Data extracted from a collection:

—————

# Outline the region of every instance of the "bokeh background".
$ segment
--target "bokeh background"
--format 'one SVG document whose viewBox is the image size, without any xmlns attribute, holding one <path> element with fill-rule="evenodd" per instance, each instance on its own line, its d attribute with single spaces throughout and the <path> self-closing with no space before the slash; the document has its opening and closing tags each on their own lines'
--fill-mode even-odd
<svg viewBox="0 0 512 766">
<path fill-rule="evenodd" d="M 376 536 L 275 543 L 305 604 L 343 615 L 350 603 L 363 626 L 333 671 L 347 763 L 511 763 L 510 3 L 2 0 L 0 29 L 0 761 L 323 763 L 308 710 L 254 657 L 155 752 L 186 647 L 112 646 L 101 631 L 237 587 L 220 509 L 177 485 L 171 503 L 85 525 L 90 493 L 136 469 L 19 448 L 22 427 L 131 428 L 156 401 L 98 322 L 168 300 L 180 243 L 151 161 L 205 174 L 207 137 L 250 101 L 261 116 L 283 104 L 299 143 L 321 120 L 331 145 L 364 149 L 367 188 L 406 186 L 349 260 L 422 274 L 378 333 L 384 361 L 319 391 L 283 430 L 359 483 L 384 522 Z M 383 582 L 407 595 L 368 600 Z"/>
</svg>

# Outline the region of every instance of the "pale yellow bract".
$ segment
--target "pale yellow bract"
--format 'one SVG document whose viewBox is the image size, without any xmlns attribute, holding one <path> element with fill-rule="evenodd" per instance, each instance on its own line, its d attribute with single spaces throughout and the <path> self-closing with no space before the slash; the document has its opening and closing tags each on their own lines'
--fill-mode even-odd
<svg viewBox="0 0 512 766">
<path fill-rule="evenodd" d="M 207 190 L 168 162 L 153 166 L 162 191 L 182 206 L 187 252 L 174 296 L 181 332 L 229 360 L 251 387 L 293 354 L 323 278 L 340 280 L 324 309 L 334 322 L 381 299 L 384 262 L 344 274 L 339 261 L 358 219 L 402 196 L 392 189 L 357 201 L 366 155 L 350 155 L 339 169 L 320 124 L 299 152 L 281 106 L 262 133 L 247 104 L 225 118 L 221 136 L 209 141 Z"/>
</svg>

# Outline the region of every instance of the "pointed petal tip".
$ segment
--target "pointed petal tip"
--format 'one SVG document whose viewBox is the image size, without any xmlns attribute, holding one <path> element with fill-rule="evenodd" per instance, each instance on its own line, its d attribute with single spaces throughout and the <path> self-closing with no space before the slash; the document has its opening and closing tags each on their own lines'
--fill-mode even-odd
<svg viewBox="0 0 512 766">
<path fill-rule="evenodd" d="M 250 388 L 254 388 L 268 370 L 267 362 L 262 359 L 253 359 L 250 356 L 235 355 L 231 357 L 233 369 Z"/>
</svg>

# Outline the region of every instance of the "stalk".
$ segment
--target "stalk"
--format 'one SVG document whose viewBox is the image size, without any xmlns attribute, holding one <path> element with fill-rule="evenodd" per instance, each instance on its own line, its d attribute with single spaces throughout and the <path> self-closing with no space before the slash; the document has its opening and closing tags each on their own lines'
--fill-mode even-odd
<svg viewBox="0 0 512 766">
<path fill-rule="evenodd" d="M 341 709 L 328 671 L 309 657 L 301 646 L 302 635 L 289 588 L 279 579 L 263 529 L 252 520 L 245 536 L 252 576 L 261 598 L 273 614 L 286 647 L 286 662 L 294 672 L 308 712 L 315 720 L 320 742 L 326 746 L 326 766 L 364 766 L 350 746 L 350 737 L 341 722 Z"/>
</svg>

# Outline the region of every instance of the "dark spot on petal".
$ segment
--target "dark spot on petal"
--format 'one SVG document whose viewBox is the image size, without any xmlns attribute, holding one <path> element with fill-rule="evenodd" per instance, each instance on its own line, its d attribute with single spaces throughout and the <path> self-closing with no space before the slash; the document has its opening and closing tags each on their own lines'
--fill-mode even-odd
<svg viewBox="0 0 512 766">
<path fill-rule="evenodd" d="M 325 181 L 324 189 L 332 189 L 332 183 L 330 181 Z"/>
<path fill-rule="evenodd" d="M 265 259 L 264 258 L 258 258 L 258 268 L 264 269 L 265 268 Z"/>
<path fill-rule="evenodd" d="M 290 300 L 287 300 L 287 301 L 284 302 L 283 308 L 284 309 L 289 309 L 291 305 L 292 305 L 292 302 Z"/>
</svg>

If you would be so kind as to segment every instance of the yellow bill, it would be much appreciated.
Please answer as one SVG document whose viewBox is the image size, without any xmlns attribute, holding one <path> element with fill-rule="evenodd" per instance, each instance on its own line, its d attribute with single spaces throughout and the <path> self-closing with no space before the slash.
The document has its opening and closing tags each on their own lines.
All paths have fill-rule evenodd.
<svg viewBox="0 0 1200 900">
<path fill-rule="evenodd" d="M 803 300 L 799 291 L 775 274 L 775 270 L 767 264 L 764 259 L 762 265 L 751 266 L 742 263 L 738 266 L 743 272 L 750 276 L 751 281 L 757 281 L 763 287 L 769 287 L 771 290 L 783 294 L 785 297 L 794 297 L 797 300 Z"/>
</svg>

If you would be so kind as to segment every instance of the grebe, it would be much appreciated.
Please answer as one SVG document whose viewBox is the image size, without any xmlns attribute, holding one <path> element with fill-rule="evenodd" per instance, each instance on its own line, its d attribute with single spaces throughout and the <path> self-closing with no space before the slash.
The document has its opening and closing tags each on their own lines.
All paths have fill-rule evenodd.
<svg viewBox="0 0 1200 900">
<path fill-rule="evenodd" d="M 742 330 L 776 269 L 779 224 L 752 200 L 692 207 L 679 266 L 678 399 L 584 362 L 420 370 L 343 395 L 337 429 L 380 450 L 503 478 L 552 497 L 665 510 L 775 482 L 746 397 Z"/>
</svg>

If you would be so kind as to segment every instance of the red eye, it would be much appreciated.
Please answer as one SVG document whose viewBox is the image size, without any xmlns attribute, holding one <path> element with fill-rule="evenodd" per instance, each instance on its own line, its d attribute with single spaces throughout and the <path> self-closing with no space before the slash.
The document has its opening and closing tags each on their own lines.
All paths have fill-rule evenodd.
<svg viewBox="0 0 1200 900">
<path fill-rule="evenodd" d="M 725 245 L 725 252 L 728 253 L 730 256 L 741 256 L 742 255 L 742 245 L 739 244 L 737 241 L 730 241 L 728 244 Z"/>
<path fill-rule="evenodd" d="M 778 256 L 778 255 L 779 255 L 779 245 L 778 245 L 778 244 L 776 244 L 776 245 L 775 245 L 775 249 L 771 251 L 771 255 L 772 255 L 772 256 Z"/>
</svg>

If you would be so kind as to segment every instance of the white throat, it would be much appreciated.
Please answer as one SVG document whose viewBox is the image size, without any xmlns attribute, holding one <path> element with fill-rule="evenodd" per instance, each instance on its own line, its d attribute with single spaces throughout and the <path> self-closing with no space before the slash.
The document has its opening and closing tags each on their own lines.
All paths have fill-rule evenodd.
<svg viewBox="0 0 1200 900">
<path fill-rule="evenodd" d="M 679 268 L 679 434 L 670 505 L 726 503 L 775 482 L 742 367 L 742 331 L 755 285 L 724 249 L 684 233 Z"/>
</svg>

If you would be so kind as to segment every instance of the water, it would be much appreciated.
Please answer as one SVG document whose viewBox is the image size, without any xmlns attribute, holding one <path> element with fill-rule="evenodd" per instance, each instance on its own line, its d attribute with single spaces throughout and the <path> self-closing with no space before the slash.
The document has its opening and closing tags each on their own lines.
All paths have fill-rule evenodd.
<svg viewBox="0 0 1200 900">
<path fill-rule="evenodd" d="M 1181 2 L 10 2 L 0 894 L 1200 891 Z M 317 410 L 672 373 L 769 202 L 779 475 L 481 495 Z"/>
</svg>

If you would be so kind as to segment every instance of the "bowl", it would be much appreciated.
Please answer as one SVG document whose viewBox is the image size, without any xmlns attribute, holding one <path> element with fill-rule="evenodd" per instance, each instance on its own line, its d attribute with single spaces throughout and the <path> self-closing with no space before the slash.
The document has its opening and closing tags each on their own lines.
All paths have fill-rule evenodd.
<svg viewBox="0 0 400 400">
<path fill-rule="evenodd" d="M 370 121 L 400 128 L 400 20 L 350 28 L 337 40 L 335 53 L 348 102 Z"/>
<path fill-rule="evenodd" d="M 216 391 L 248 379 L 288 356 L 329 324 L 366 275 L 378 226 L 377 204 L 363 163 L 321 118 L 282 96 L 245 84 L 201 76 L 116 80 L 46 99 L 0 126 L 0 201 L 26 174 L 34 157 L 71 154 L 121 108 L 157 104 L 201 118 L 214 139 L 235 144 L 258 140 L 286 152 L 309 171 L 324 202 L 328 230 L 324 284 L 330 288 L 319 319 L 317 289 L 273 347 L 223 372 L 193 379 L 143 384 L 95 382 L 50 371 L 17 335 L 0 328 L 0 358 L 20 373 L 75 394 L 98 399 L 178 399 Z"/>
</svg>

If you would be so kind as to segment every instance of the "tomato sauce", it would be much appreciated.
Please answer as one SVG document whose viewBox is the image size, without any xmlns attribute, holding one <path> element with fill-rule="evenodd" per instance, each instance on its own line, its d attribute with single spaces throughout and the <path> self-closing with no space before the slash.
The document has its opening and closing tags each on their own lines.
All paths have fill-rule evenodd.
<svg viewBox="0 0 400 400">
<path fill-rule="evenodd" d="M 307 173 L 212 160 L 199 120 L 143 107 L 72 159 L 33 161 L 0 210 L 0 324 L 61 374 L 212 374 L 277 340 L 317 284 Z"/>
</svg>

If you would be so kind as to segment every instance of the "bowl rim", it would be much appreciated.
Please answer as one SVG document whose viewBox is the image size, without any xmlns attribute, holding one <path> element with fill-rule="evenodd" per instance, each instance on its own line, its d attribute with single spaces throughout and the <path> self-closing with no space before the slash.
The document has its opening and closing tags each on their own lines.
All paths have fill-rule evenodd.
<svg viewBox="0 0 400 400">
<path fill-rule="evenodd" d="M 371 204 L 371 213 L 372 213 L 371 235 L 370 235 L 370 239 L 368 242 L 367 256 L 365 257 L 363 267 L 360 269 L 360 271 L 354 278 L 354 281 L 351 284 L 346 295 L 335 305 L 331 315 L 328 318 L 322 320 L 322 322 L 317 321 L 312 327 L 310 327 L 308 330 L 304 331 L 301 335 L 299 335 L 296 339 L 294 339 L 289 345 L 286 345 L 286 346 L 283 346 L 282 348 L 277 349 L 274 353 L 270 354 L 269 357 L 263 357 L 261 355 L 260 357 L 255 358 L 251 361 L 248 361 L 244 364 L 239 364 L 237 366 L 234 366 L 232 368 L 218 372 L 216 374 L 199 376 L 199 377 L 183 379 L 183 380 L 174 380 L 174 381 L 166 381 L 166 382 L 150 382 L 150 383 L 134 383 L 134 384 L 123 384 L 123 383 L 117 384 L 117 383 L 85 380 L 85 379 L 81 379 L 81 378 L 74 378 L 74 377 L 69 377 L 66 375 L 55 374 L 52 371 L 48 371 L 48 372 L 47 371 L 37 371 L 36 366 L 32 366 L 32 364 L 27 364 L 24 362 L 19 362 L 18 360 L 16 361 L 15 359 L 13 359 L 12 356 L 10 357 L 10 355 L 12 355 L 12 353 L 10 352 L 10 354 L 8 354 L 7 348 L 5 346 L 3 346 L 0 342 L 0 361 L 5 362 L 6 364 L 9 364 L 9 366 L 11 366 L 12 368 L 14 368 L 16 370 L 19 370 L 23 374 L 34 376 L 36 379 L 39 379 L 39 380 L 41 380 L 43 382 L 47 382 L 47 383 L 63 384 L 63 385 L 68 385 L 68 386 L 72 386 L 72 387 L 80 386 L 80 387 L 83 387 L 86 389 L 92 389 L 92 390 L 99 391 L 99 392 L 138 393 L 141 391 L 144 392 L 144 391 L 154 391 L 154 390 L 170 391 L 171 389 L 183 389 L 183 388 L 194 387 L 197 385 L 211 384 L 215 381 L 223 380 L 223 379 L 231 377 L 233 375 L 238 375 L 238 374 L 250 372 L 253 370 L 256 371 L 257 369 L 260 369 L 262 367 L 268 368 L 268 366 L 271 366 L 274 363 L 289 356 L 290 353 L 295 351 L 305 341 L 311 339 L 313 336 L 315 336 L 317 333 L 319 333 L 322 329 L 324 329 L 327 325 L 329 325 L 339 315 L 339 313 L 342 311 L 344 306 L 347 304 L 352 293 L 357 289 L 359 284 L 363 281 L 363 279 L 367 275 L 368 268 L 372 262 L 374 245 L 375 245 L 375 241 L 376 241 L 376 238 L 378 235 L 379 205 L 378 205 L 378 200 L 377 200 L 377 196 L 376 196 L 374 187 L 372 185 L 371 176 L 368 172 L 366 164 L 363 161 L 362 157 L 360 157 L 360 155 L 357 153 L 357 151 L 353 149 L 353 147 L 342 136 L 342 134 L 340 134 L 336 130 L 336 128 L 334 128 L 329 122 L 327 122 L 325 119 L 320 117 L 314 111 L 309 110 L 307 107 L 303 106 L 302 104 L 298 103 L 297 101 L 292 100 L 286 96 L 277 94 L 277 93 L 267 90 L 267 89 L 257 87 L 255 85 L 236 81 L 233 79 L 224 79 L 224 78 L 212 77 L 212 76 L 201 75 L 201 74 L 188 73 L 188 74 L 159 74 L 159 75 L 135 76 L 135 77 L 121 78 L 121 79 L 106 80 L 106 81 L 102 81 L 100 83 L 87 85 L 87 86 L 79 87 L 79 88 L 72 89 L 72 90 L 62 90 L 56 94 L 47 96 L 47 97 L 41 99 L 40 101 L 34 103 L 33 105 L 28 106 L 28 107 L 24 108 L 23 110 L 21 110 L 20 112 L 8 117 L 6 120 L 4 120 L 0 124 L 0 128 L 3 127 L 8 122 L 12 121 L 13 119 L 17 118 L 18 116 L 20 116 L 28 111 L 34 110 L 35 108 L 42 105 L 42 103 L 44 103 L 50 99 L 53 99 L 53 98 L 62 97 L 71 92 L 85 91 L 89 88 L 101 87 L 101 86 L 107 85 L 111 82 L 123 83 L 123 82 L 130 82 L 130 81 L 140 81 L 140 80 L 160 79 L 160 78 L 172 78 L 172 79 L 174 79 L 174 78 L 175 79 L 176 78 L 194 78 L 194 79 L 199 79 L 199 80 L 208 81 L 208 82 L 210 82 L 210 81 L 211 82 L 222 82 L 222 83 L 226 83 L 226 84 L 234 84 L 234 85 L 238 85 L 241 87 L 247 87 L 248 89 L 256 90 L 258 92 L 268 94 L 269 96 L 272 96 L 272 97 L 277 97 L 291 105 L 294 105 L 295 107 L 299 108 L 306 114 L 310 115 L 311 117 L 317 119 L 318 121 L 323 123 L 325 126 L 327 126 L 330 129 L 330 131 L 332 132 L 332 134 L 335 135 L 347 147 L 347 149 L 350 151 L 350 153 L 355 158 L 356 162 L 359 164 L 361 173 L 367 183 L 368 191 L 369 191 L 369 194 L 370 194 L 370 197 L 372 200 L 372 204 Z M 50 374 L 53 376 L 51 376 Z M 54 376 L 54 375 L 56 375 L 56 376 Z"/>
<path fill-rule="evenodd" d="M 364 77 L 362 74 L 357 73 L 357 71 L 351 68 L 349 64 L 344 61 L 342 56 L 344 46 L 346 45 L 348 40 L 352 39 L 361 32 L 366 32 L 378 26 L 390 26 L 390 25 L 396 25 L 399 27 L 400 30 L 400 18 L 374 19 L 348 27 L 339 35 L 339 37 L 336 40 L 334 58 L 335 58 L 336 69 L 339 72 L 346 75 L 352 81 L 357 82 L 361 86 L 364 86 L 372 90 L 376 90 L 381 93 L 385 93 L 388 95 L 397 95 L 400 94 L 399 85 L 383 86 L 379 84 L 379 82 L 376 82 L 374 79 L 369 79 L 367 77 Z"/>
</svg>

—————

Return every line of the data above in which "pale" appears.

# Outline the region of every instance of the "pale yellow bract".
--target "pale yellow bract"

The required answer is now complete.